Given problem: Change every occurrence of "pointer" to "annotator" in the rows below, keeping everything else identical. Leave the pictures out of your answer.

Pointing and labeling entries
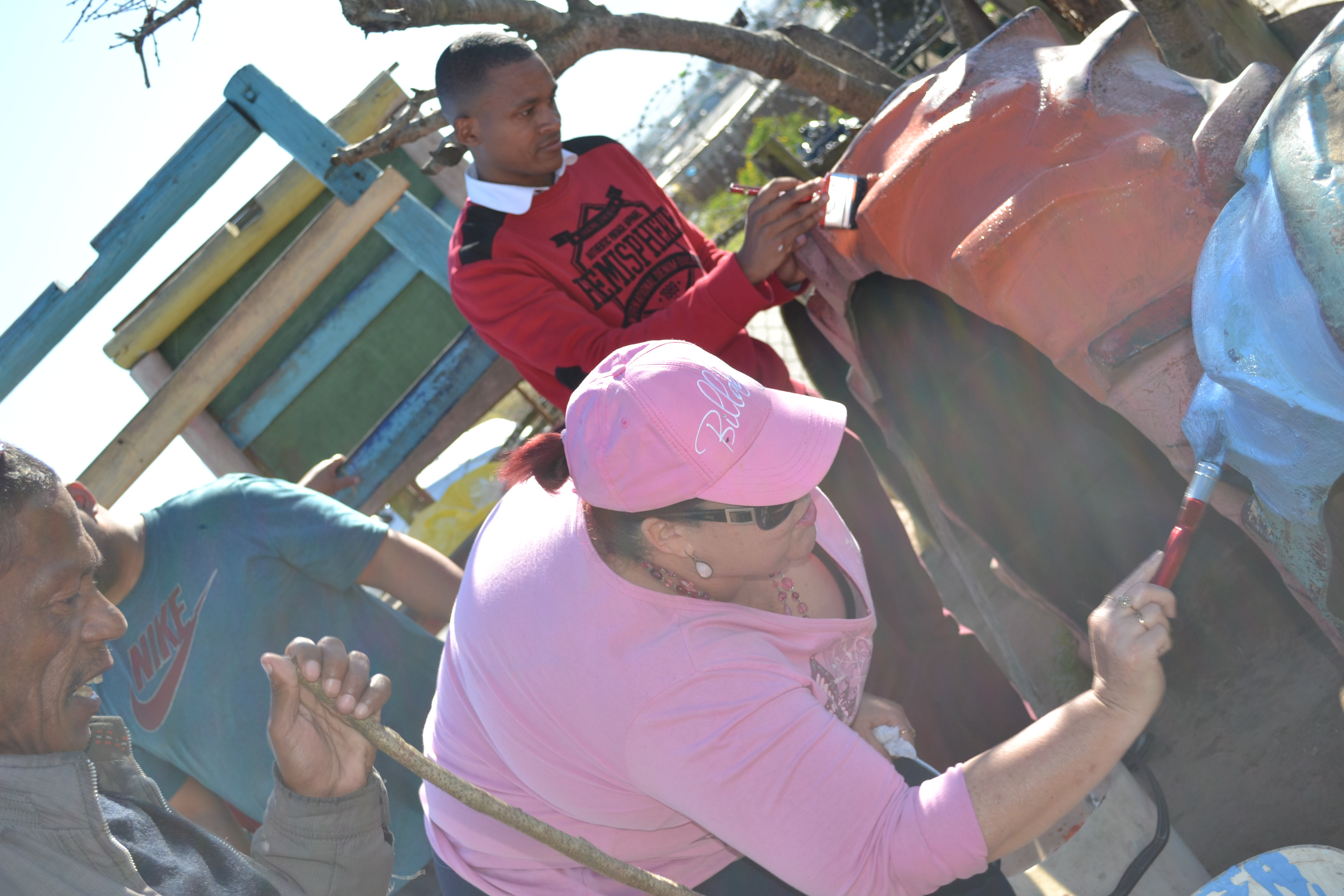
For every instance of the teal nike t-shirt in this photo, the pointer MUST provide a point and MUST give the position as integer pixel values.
(233, 570)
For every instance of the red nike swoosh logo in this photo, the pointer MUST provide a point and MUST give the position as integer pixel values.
(151, 714)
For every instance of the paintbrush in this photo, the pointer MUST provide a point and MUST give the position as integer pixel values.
(1205, 430)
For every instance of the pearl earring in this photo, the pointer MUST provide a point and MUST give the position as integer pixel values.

Task output:
For every instance of the teal nike t-shirt in this photo, the annotator MUST provide a point and MUST give the position as integer pixel values.
(233, 570)
For every instance of the red nike swoosh logo in this photo, the annotator MUST provide a point and MUST give the position as integer pixel values.
(151, 714)
For every instance of the paintbrush in this photo, the annotator MUST provide a point and MUST give the position as integer pixel values.
(1205, 430)
For every instance of the pearl earring in this photo, the annotator MUST provide a point and MUST give the position as integer pixel values.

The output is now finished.